> **Challenge**: Take the line containing "Where can the building veranda" and every line after it in the data below, and print them exactly as given, with nothing else.

>> Begin Data excerpts

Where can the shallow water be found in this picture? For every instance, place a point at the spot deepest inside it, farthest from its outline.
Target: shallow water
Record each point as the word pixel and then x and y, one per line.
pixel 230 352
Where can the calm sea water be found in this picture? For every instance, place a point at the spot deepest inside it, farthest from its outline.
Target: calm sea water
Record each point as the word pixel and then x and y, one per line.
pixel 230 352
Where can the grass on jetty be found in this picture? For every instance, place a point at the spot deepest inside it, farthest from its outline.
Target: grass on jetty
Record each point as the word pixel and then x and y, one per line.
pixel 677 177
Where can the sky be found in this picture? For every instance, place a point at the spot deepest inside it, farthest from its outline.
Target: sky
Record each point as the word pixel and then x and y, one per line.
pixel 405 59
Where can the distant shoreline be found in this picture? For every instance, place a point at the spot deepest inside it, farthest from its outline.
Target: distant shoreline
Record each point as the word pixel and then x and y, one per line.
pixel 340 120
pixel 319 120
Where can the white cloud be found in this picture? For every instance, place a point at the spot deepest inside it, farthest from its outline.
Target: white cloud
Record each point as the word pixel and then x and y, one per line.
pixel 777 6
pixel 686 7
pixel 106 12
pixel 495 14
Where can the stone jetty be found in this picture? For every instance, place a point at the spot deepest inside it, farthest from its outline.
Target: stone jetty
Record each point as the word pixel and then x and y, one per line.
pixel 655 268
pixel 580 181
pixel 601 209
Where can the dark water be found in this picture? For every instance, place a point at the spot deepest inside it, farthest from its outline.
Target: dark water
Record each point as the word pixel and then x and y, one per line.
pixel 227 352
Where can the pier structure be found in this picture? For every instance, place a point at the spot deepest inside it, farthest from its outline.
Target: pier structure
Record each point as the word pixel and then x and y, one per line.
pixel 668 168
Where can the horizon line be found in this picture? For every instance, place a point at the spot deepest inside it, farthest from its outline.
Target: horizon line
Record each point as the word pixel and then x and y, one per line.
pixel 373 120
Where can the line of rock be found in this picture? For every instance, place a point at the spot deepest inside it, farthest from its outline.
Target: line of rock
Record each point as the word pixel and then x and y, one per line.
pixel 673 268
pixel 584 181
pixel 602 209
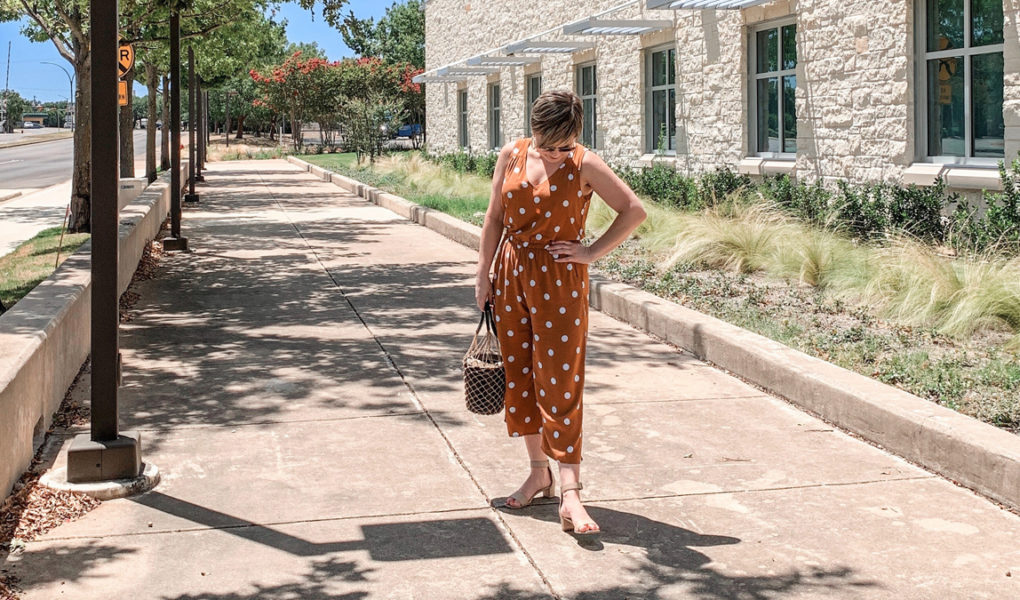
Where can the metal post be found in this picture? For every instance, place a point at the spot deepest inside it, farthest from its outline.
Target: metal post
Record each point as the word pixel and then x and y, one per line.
pixel 105 454
pixel 192 115
pixel 226 123
pixel 174 242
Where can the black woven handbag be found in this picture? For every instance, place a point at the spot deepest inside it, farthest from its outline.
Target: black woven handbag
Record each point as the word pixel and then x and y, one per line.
pixel 485 377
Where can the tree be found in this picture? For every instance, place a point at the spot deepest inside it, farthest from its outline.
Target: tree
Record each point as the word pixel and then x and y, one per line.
pixel 398 38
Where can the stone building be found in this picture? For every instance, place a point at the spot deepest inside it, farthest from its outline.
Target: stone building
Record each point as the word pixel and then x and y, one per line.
pixel 899 91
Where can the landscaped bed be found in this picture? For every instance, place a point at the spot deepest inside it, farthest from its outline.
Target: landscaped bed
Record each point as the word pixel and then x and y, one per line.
pixel 879 302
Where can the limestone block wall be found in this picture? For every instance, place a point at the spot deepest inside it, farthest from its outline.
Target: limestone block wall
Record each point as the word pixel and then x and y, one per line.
pixel 856 81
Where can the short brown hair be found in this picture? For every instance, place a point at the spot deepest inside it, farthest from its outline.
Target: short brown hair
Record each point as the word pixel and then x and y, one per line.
pixel 557 115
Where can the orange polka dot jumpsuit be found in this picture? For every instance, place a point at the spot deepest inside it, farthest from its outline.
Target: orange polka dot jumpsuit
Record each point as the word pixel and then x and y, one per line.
pixel 541 305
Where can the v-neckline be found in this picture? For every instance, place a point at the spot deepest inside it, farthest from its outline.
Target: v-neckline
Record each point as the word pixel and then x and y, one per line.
pixel 527 156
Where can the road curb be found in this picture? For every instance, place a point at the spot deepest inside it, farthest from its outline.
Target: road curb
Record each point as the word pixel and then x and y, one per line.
pixel 965 450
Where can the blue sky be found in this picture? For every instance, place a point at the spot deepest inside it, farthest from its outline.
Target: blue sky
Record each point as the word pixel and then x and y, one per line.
pixel 32 79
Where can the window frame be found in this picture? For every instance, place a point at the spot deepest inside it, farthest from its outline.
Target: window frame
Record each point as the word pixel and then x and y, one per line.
pixel 922 56
pixel 594 97
pixel 652 137
pixel 463 138
pixel 495 114
pixel 529 101
pixel 754 77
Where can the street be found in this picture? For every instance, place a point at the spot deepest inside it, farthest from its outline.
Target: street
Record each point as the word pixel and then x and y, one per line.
pixel 27 168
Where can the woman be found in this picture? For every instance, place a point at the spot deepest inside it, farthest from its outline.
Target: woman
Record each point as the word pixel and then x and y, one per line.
pixel 541 192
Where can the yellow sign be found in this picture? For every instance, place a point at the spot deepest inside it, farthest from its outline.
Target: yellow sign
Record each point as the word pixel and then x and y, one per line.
pixel 125 58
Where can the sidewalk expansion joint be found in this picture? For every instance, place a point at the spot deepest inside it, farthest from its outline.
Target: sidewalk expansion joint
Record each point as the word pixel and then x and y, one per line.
pixel 250 525
pixel 417 399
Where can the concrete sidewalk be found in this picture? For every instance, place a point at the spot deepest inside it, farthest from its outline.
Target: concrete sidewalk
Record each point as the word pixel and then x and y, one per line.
pixel 297 380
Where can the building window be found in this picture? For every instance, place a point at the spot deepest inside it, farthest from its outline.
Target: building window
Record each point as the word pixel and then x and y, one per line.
pixel 588 90
pixel 773 90
pixel 462 117
pixel 495 135
pixel 533 91
pixel 660 100
pixel 961 81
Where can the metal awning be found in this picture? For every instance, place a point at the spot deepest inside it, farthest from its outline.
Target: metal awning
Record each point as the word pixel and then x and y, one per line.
pixel 466 71
pixel 703 4
pixel 547 47
pixel 602 27
pixel 502 60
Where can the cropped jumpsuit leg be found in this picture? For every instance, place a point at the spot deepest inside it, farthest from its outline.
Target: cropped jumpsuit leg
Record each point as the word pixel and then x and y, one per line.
pixel 542 306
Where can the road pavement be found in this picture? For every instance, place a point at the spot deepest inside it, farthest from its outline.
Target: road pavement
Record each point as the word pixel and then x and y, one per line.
pixel 35 166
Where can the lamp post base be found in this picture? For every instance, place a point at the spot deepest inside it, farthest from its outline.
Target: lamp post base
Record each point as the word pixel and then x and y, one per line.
pixel 90 461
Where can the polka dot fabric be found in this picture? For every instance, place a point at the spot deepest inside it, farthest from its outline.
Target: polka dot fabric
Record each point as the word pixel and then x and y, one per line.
pixel 542 305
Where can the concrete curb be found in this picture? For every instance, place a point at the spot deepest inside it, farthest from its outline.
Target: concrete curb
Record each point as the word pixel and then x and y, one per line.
pixel 967 451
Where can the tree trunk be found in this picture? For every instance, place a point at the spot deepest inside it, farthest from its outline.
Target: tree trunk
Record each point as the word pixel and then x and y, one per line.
pixel 126 114
pixel 164 155
pixel 81 188
pixel 150 128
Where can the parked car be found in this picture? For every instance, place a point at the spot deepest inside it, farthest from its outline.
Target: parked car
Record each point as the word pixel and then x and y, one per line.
pixel 408 131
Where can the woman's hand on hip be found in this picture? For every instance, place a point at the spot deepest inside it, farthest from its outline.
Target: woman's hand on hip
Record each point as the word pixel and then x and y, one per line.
pixel 482 291
pixel 570 252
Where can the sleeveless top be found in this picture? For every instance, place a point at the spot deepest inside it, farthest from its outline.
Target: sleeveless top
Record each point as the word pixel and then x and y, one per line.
pixel 552 210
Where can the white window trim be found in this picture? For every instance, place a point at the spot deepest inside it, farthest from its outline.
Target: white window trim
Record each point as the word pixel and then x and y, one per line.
pixel 650 139
pixel 463 120
pixel 594 65
pixel 754 76
pixel 528 100
pixel 921 86
pixel 495 113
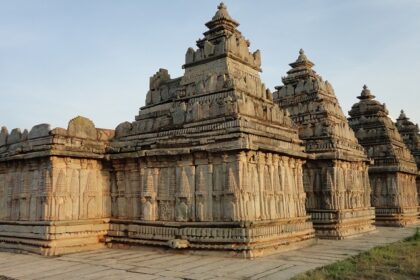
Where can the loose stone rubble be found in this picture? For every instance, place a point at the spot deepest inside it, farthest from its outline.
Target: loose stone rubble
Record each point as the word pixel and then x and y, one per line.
pixel 210 164
pixel 336 179
pixel 393 175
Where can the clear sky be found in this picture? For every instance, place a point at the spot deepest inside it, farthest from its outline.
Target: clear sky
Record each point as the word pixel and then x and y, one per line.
pixel 63 58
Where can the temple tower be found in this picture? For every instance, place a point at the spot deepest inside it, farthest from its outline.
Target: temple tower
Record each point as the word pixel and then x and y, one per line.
pixel 336 177
pixel 221 162
pixel 410 134
pixel 393 174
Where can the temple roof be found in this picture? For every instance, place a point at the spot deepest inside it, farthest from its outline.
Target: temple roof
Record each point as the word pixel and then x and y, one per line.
pixel 222 19
pixel 302 61
pixel 365 94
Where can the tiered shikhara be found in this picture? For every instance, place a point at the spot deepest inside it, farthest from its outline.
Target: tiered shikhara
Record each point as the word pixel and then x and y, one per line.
pixel 393 175
pixel 211 163
pixel 336 177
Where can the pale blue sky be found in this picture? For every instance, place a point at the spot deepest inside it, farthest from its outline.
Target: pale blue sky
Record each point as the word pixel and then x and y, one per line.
pixel 59 59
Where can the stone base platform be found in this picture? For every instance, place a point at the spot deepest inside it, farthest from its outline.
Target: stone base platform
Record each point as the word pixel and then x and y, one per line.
pixel 233 239
pixel 396 217
pixel 51 238
pixel 339 224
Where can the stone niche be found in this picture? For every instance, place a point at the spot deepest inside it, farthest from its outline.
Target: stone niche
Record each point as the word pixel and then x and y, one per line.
pixel 211 163
pixel 410 134
pixel 393 174
pixel 54 189
pixel 336 175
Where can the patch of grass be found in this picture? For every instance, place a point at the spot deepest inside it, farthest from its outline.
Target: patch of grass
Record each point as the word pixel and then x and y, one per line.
pixel 400 260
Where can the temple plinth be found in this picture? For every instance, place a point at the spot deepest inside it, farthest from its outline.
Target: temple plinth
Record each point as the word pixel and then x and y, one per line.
pixel 336 178
pixel 393 174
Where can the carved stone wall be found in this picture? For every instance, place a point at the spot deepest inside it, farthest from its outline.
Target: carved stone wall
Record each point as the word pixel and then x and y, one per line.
pixel 336 178
pixel 210 201
pixel 393 175
pixel 54 189
pixel 410 134
pixel 212 162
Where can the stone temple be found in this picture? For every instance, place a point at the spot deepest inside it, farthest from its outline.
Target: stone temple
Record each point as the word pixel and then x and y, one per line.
pixel 410 134
pixel 336 178
pixel 393 174
pixel 211 164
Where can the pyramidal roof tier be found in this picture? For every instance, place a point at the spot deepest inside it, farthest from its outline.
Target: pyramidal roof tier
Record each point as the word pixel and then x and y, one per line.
pixel 223 39
pixel 313 106
pixel 378 134
pixel 219 103
pixel 368 105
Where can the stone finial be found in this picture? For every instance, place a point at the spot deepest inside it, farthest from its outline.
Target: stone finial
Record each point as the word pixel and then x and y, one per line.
pixel 221 15
pixel 222 12
pixel 159 78
pixel 82 127
pixel 365 94
pixel 402 115
pixel 3 135
pixel 302 60
pixel 15 136
pixel 40 130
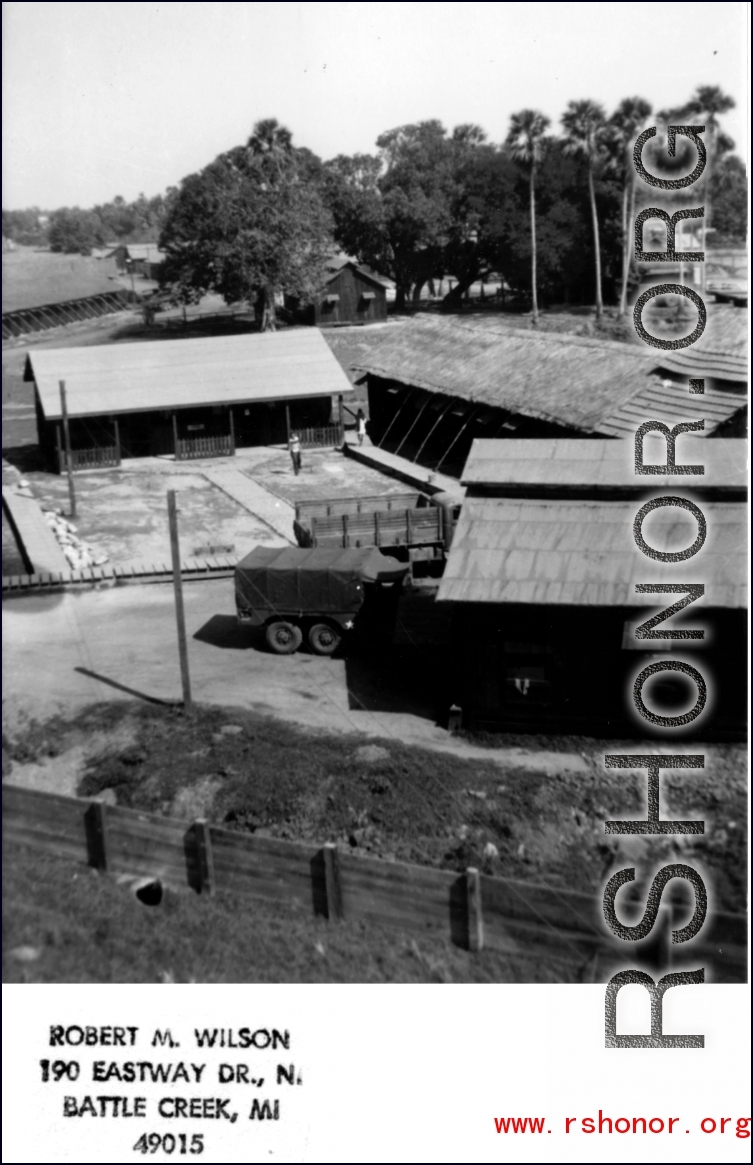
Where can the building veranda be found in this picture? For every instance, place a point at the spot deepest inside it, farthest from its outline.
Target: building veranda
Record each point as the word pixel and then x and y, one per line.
pixel 191 399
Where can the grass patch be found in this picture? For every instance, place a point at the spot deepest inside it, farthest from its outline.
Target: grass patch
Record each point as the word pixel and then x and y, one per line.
pixel 65 923
pixel 264 776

>> End Data excerpts

> **Exercise response**:
Where can the building veranda be found in this picture? For every instance, place a point at the spot deepest inside it, farthest from its outline.
Target: building veranda
Record each point as the word pixel and then x and y, one per line.
pixel 191 399
Where can the grass patch be found in this picture? For every instance, place a point at the spot deepest inside it, farthest from its outline.
Target: grass patch
Record each point as the word pixel and then x and y, one per line.
pixel 65 923
pixel 264 776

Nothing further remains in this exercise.